» TESTO DA ANALIZZARE
Lunedì 15 Giugno. Questo giorno verrà ricordato come il primo in cui l’app Immuni ha segnalato come probabile infetta una persona.
Siamo a Bari, protagonista è una signora di 63 anni che lunedì scorso ha ricevuto, aprendo l’applicazione, un messaggio d’allerta circa il contatto con un individuo positivo al Covid19. Come da protocollo la donna ha subito contattato il proprio medico di base, comunicando il codice assegnatole, ed è in quel momento che è iniziata la sua odissea. Come una sorvegliata speciale, dopo aver ricevuto la segnalazione, l’ASL competente l’ha intimata alla quarantena…14 giorni a casa in attesa del tampone. Tampone che, tuttavia, per giorni ha tardato ad arrivare, costringendo una persona, fino a prova contrari sana, a rimanere a casa a tempo indeterminato.
A nulla sono valse le proteste della donna, la quale ha spiegato come fosse altamente improbabile che fosse stata contagiata, avendo rispettato nei giorni precedenti tutte le regole del distanziamento sociale.
La donna ha dichiarato di stare benissimo, e di voler fare il tampone privatamente, visto che il servizio sanitario pubblico glielo nega.

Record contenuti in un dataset
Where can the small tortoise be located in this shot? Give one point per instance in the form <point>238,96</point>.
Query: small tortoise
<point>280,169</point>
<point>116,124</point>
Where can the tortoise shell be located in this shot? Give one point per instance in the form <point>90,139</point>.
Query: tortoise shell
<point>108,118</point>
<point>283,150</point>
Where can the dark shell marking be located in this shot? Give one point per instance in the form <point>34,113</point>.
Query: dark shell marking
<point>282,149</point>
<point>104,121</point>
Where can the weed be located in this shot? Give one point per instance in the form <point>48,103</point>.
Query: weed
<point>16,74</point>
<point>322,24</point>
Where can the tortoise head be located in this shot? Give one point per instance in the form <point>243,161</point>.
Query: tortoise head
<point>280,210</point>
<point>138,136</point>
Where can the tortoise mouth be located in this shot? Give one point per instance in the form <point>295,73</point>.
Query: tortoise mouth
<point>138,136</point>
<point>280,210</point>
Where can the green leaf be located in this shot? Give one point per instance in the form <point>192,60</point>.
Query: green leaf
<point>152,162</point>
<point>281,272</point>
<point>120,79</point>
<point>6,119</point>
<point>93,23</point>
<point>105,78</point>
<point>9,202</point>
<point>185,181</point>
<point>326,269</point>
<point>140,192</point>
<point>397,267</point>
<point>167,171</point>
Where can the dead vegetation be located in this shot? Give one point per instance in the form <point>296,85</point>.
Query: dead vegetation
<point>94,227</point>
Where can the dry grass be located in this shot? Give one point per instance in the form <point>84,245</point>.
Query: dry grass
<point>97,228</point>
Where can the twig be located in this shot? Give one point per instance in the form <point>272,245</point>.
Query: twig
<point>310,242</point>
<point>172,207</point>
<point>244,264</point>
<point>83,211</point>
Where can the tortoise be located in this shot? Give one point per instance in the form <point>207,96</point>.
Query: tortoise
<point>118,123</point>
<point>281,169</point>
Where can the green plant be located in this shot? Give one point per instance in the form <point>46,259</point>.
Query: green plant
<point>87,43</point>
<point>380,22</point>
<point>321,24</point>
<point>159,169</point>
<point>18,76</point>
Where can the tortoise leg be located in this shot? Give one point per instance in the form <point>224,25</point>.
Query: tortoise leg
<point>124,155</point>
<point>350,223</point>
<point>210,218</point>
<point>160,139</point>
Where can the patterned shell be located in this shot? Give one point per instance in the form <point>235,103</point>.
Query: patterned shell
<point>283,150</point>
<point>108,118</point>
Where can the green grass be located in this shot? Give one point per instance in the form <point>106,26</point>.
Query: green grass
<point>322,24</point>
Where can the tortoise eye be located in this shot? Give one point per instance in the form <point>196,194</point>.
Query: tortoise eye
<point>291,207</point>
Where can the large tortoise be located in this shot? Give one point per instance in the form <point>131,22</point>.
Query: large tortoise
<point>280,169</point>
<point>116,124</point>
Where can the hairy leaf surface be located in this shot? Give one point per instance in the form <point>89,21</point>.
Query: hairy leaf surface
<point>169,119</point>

--

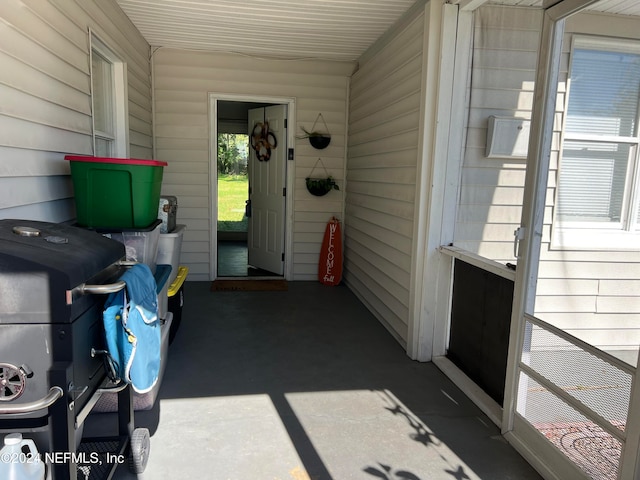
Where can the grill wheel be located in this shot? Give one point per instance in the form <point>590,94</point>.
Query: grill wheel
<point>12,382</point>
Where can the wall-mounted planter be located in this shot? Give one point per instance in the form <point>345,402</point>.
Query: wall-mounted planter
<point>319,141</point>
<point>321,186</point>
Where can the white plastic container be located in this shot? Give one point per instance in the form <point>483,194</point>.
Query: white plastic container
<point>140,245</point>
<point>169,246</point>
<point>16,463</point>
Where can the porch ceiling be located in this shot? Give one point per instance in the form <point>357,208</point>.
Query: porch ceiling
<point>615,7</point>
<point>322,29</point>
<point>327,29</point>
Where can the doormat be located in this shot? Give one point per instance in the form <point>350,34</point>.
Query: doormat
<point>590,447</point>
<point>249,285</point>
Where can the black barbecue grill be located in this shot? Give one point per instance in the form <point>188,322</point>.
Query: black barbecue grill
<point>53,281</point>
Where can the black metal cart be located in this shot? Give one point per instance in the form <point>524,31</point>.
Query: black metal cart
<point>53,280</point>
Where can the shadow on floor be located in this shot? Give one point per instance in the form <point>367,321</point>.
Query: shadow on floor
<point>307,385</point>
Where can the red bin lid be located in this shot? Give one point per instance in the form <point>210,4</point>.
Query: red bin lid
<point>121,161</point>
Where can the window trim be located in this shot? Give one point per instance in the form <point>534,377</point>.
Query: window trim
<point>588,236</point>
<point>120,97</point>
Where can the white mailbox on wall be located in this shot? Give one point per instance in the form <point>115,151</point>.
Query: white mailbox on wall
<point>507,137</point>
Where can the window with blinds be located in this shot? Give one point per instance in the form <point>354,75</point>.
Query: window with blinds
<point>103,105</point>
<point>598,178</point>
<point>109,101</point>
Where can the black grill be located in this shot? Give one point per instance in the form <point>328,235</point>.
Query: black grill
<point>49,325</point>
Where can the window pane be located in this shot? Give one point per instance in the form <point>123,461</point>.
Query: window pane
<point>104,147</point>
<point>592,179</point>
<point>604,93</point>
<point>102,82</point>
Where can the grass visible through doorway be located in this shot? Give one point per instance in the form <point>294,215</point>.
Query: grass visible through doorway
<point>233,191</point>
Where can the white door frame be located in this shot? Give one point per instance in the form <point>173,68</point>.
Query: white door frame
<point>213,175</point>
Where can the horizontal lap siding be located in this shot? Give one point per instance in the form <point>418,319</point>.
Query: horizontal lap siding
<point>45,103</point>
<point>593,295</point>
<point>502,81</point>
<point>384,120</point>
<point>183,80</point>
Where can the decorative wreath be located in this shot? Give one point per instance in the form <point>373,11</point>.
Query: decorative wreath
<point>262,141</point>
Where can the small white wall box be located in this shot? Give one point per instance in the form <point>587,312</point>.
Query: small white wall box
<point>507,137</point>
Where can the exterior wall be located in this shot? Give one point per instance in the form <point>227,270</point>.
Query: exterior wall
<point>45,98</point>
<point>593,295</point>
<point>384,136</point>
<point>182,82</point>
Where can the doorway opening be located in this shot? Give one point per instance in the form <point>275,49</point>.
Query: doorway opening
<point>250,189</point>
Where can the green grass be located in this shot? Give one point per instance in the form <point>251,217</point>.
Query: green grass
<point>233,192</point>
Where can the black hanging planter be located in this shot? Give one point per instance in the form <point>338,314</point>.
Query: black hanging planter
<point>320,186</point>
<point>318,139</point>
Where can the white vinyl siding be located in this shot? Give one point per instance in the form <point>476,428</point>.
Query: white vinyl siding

» CONSEGNE
**a.** Secondo il testo sull'app Immuni, quanti anni ha la signora di Bari che ha ricevuto il messaggio d'allerta?
**b.** Scrivi il seguito del testo sull'app Immuni, partendo dopo la sua ultima frase.

» RISPOSTE
**a.** La signora ha 63 anni.

**b.**
Dopo essersi rivolta alla Gazzetta del Mezzogiorno, l’eco mediatico ha fatto sì che il test si palesasse ed è risultato che il tampone è negativo. A distanza di una settimana dall’ allerta, rivelatasi errata, dell’app Immuni, la signora è finalmente libera di tornare alla sua vita!
La tardività del tampone, unita ad un’app che sta palesando molte falle nel tracciamento del virus, rischiano di alimentare la sfiducia della popolazione nei confronti dell’approccio nazionale alla pandemia.
Ricordiamo infatti che, a fronte di un traguardo minimo necessario del 60% della popolazione per garantire la sua funzionalità, la percentuale di download attuale dell’app corrisponde all’incirca al 3% della popolazione Italiana.
Cifre davvero impietose, che mettono in luce la quasi inutilità di un tale sistema di tracciamento.